-- Exercise --
In the material below, repeat only the lines from the one that holds "Locate the beige" through the final line, exactly as they stand.

-- Raw records start --

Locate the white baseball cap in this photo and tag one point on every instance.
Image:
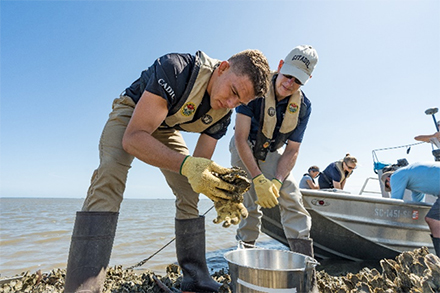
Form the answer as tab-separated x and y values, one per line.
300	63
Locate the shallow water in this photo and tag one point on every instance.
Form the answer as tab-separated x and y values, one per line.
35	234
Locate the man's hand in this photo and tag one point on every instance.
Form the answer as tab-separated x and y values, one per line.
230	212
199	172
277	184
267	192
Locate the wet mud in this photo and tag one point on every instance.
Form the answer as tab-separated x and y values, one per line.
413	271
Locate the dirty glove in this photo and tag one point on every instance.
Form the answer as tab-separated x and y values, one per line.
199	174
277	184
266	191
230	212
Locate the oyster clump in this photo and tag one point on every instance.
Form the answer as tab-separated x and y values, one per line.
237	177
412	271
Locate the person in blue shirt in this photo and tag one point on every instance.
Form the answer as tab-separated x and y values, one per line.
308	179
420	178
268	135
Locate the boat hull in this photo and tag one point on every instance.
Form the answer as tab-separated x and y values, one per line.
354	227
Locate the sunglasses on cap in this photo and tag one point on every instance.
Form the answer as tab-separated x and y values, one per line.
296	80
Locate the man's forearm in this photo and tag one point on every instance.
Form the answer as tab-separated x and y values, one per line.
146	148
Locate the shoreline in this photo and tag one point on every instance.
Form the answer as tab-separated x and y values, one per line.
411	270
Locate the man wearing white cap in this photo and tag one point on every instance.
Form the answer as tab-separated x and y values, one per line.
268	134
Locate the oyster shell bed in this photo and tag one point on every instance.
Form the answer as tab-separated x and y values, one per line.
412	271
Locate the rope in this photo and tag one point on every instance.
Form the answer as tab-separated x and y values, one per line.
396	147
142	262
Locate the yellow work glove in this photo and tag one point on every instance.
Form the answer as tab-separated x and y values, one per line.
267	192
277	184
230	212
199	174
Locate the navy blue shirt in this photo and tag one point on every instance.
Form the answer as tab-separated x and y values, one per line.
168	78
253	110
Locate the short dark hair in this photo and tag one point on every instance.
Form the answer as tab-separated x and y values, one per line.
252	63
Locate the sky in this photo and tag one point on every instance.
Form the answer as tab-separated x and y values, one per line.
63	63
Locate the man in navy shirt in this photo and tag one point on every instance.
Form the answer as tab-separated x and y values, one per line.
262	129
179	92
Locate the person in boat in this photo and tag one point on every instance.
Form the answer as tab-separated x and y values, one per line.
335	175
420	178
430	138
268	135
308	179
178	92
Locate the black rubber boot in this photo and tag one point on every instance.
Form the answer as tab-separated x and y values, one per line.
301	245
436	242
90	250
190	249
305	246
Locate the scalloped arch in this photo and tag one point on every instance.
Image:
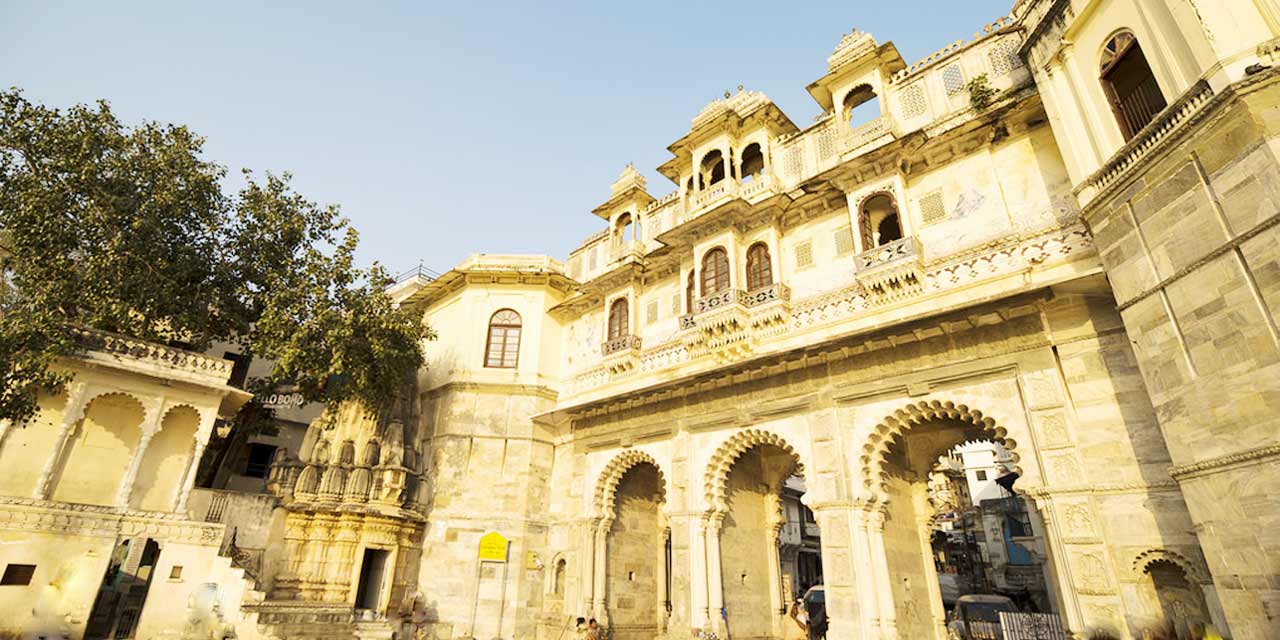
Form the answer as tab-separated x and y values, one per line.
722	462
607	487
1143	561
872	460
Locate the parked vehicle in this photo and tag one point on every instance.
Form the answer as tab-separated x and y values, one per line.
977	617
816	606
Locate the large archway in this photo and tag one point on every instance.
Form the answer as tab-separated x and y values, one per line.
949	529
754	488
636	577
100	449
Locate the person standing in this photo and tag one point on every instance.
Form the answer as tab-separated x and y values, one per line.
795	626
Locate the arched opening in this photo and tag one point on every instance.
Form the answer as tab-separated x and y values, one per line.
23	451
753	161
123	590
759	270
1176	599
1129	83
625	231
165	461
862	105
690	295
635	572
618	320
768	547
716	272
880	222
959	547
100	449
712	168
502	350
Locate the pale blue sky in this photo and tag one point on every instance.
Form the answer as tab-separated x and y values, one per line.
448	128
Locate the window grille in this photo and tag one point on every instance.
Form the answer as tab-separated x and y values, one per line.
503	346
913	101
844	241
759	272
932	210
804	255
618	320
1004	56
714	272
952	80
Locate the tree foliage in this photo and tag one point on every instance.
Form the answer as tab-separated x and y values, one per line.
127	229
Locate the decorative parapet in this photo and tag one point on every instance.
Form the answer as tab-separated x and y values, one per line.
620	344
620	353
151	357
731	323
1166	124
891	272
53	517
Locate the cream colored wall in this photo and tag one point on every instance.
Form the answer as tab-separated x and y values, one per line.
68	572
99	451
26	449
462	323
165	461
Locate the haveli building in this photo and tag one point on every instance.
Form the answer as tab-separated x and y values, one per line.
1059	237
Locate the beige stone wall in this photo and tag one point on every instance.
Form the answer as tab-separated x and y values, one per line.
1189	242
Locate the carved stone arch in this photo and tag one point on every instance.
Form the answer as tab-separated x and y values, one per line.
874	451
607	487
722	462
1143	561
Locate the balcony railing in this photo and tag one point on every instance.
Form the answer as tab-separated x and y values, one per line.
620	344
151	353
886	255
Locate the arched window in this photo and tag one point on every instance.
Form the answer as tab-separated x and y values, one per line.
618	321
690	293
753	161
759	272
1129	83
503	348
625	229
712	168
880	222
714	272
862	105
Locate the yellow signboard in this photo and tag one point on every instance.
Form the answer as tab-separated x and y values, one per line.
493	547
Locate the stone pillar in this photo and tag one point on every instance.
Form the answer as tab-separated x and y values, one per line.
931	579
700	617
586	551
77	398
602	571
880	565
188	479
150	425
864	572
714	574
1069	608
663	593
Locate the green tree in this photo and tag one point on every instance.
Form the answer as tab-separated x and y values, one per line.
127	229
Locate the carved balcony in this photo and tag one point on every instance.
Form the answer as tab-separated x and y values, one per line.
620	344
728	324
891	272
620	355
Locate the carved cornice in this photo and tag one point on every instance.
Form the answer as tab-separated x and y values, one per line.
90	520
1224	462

-- Raw records end --

-- Exercise solution --
Locate the beige stone wall in this photo and tag one point on every instance.
Form the answer as tab-separated x and y values, one per line.
1189	242
Locate the carved stone arch in this photo and tag one point on every instance.
Form the answer as tab-separated x and y values, one per line.
874	451
607	487
722	462
1143	561
Locate the balcony railing in this photo and tag one point on every instance.
Form the answer as tab-separated x and y values, one per line.
620	344
151	353
886	255
Locate the arched window in this photo and tag one point on every instance.
Form the answer as tab-separated x and y values, one per line.
618	321
690	293
753	161
759	272
1129	83
503	348
625	229
712	168
880	222
714	272
862	105
Locate the yellow signboard in this photo and tag one point on every instance.
Form the answer as tab-separated x and y values, one per line.
493	547
Locate the stone pillar in this photo and tag one point on every instance.
Form the answer as tab-separated x and y values, one per line.
931	579
700	617
586	551
77	398
602	571
880	565
188	479
150	425
864	572
714	574
1069	608
663	593
Locate the green tree in this photo and tag one point on every instance.
Form the answer as tab-separated x and y values, one per line.
127	229
Locate the carved balcony in this photo and tag one point on every instance.
Form the answer as tab-separated x and y values, one per line.
620	344
728	324
891	272
620	355
Locate the carved cornice in this photo and tag one point on every instance.
Form the answer as tab-separated x and y values, one per line.
90	520
1224	462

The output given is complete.